WORK INSTRUCTION: Count how many lines in the data below include "provide". Answer with the number only.

Collected data entries
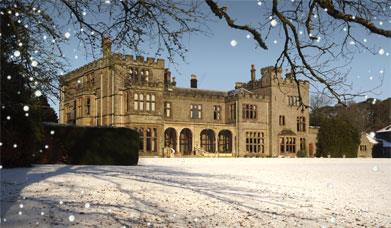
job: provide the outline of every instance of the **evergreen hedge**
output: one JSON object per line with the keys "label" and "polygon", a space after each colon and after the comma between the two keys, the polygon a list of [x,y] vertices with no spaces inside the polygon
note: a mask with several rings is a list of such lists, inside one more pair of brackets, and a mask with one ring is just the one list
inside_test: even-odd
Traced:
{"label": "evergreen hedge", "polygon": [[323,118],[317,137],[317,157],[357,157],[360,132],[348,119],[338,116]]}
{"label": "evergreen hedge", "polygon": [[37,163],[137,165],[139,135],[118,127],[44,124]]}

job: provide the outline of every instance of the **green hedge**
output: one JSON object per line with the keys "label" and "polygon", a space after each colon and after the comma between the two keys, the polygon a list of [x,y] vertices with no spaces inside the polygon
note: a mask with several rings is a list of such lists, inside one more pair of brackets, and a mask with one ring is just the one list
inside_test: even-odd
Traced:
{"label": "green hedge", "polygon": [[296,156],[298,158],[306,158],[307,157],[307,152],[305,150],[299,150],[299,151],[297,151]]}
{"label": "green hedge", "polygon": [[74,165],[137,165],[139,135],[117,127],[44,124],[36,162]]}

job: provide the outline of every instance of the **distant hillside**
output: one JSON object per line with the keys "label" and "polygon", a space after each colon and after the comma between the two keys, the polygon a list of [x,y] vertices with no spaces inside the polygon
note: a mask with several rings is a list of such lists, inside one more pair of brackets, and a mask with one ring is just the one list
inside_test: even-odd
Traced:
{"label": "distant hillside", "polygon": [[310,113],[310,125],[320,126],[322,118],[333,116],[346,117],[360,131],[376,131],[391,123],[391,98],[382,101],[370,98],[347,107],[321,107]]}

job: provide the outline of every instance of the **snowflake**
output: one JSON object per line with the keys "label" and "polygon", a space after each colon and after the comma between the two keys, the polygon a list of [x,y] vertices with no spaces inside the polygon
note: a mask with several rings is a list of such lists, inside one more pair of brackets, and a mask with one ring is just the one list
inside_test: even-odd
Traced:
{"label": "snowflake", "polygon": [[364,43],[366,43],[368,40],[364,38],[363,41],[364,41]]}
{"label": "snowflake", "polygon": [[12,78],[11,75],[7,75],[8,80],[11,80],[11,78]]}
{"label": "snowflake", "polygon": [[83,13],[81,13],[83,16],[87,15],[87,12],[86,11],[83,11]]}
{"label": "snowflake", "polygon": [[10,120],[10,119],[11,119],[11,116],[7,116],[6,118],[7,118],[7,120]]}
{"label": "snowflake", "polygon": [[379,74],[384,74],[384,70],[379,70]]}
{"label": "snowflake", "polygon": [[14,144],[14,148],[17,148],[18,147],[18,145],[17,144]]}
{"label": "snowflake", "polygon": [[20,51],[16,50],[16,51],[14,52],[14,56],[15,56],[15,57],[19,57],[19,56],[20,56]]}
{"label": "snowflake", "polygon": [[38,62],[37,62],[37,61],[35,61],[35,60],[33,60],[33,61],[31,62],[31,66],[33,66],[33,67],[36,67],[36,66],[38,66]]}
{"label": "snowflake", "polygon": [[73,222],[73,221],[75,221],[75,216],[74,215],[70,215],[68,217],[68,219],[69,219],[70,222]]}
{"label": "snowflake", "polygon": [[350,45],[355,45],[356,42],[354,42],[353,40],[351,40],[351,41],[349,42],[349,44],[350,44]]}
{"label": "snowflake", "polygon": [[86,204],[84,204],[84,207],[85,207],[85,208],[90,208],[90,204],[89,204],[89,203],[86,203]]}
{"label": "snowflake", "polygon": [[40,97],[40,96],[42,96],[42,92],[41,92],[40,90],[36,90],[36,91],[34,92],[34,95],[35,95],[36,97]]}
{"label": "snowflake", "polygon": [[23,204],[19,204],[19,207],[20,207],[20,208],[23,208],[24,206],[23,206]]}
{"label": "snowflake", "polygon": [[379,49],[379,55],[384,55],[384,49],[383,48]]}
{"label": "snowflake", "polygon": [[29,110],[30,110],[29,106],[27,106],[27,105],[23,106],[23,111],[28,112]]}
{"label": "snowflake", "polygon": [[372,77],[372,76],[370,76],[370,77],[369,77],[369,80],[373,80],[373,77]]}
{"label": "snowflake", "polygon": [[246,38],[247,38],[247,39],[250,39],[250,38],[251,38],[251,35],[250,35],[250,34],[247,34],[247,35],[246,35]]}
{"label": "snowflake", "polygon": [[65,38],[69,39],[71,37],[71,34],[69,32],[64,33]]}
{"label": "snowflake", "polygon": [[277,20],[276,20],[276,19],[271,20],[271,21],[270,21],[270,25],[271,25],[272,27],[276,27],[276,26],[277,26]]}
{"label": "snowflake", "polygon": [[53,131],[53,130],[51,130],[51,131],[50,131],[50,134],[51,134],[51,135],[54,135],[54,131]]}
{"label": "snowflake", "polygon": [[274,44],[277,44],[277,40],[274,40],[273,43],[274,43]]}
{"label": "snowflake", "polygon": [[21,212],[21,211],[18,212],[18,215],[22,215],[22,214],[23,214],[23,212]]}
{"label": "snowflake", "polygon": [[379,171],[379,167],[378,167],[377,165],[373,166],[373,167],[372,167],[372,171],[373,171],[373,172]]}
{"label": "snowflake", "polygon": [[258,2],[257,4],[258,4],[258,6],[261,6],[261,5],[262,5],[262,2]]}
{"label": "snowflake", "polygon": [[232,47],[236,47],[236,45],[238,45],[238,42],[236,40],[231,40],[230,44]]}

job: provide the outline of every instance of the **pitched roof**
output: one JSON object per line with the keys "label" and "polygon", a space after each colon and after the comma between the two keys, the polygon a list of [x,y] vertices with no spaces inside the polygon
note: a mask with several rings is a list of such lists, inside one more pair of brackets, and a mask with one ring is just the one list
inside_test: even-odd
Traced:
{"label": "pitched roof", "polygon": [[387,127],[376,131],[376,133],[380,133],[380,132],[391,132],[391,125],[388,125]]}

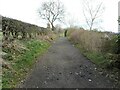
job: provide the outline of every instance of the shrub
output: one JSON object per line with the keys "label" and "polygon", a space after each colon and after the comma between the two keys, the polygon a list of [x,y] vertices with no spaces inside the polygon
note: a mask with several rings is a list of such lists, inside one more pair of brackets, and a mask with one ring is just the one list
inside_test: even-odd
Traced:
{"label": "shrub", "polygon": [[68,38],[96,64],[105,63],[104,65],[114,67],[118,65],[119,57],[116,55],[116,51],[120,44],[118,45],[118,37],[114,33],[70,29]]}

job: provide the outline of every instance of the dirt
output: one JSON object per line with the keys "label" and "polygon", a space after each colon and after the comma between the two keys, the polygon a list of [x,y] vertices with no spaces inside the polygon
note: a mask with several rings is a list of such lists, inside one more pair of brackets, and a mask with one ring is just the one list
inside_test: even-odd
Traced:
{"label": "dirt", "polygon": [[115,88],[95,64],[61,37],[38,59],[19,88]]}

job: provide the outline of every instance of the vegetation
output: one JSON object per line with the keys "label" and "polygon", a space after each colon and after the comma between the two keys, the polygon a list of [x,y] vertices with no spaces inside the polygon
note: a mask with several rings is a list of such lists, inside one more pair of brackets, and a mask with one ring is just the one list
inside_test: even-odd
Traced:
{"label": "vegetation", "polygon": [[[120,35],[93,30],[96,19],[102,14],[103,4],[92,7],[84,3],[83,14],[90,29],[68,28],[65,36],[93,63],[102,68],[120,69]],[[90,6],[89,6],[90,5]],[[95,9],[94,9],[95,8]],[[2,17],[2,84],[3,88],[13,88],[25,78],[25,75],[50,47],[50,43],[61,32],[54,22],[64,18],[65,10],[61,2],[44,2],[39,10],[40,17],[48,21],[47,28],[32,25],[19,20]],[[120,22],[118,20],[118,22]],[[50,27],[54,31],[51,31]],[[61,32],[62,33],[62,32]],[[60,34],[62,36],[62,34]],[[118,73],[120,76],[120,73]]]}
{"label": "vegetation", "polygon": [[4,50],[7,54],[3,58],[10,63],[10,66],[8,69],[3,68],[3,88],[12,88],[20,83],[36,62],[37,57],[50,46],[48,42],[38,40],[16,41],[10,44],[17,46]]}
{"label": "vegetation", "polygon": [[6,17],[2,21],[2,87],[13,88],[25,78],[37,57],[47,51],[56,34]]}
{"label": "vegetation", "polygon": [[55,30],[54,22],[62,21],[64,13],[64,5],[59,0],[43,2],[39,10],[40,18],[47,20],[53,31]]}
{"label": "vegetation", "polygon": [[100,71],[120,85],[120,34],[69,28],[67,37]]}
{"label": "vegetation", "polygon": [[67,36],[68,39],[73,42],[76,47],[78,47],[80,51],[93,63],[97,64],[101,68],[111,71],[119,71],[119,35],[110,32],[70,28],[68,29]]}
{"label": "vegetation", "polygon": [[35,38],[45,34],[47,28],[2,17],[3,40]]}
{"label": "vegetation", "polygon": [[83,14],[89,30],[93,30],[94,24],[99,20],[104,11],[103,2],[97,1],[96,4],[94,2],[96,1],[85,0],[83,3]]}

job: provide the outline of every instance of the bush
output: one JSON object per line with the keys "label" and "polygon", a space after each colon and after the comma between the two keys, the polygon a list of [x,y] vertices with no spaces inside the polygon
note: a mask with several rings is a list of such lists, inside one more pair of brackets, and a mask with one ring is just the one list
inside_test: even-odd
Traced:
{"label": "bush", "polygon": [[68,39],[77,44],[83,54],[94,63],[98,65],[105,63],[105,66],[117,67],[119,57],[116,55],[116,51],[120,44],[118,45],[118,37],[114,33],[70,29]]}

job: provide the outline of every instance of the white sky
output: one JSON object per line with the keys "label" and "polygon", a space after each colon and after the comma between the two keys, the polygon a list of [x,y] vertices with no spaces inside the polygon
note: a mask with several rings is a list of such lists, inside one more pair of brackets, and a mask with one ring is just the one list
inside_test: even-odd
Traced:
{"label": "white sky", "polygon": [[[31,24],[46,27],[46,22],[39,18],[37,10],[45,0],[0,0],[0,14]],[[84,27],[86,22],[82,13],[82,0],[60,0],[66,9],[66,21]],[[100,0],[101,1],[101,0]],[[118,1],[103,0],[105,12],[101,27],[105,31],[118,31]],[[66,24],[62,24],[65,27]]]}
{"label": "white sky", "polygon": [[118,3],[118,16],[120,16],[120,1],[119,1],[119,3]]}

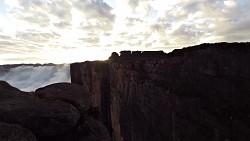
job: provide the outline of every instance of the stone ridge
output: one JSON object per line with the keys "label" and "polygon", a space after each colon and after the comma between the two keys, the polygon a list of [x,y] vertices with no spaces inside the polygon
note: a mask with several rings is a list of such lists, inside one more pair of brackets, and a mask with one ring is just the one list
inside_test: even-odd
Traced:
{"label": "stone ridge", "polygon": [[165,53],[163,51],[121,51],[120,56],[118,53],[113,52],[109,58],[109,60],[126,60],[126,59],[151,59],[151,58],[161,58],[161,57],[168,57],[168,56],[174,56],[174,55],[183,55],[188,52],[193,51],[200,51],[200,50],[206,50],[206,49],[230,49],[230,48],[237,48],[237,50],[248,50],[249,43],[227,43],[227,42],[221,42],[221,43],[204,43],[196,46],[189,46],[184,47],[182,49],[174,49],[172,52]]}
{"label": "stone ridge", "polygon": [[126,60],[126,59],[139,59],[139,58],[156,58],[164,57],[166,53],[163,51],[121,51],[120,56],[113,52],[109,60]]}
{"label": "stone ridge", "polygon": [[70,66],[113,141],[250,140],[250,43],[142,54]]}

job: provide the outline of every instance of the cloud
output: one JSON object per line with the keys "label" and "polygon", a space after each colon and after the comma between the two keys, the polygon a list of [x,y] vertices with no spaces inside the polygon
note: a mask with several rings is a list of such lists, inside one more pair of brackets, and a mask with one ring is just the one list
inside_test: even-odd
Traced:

YOUR SOLUTION: 12